## Teks Halaman
□ □ □ □ □ □ □
Monday, 28 December 2015

MENJADI PNS YANG PROFESIONAL, MUNGKINKAH?


Suatu pagi anak saya bertanya kepada saya :
Apa pekerjaan saya, lalu saya jawab pendek : PNS…..
Anak saya pun bertanya kembali : PNS itu singkatan dari apa?...
Pegawai Negeri Sipil, jawab saya.
Anak saya pun membalas : Wah berarti sama dong dengan Bu Guru…..
Lalu dia pun bertanya lebih lanjut : Kalau mau jadi PNS harus jago apa yah? 

Pertanyaan anak saya itu membuat saya merenung. Kalau kata profesional itu dipersepsikan sama dengan kecakapan, keahlian atau kalau menggunakan logika sederhana anak saya kata ”jago“, maka kata tersebut menjadi sepadan dengan keunggulan yang unik (dibandingkan dengan bidang pekerjaan lain). Lebih jauh, saya meneruskan kembali pertanyaan anak saya itu menjadi pertanyaan yang lebih besar, apakah layak PNS dikategorikan sebagai profesi?. Pertanyaan itu muncul karena logika berpikirnya saya bangun dari kondisi bahwa hanya dari sebuah profesi-lah, seseorang akan dapat diukur profesional atau tidak.
□ □ □ □ □ □ □
## Petunjuk Pengerjaan
Tuliskan lanjutan tulisan di atas tentang profesionalisme PNS, dimulai setelah kalimat terakhirnya.
□ □ □ □ □ □ □
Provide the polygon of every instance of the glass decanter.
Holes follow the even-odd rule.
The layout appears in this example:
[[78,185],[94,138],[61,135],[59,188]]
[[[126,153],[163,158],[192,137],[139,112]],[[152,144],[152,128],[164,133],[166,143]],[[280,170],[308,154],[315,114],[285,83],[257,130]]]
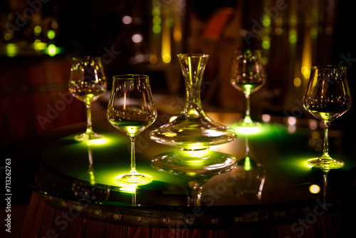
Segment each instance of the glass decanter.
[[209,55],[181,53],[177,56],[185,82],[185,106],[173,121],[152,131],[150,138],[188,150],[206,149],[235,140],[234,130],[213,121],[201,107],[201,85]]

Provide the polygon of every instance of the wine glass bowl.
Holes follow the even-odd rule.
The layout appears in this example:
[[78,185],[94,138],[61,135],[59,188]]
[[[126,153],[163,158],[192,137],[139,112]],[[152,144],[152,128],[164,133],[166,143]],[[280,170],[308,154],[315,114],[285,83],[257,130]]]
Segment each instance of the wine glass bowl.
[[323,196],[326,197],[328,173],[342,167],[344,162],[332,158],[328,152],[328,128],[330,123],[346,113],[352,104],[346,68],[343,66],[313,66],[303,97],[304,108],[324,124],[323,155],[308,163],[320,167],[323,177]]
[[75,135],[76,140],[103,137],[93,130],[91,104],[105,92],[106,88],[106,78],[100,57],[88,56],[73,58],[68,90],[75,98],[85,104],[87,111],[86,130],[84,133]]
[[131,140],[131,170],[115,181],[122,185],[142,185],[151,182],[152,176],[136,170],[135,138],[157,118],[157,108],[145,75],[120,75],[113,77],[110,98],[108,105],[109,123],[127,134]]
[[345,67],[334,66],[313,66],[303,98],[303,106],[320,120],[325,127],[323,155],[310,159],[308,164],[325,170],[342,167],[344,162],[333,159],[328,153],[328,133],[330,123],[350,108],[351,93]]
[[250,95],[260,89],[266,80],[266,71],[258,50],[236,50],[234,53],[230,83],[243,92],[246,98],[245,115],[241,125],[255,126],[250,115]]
□ □ □ □ □ □ □
## Jawaban Latihan
Perjalanan lorong waktu yang saya alami selama ”berkarya” (saya menjadi lebih berhati-hati menggunakan pilihan kata bekerja atau berprofesi) merupakan refleksi diri saya selama menjadi PNS sampai dengan saat ini.  Proses rekruitmen saya lalui dengan proses yang terstandar yaitu dimulai dari pemenuhan syarat administrasi berupa dokumen pendidikan yang wajib dilegalisasi, rekomendasi kesehatan dari institusi kesehatan, rekomendasi berkelakuan yang baik dari kepolisian, dokumen domisili serta sejumlah formulir isian yang wajib dilengkapi.  Setelah proses seleksi administrasi terlampui, dilakukan seleksi potensi kecakapan akademis termasuk berbahasa asing (bahasa inggris), dilanjutkan dengan uji psikologis, dan terakhir dengan wawancara.  Setelah melampui seluruh tahapan dan dinyatakan lulus, baru dinyatakan sebagai CPNS (calon PNS).  Untuk dapat dinyatakan (atau diangkat) sebagai PNS saya harus melalui Pendidikan dan Pelatihan Prajabatan dan uji kesehatan.  Sebuah proses yang tidak sebentar dan tidak sederhana serta berbiaya tidak murah tentunya.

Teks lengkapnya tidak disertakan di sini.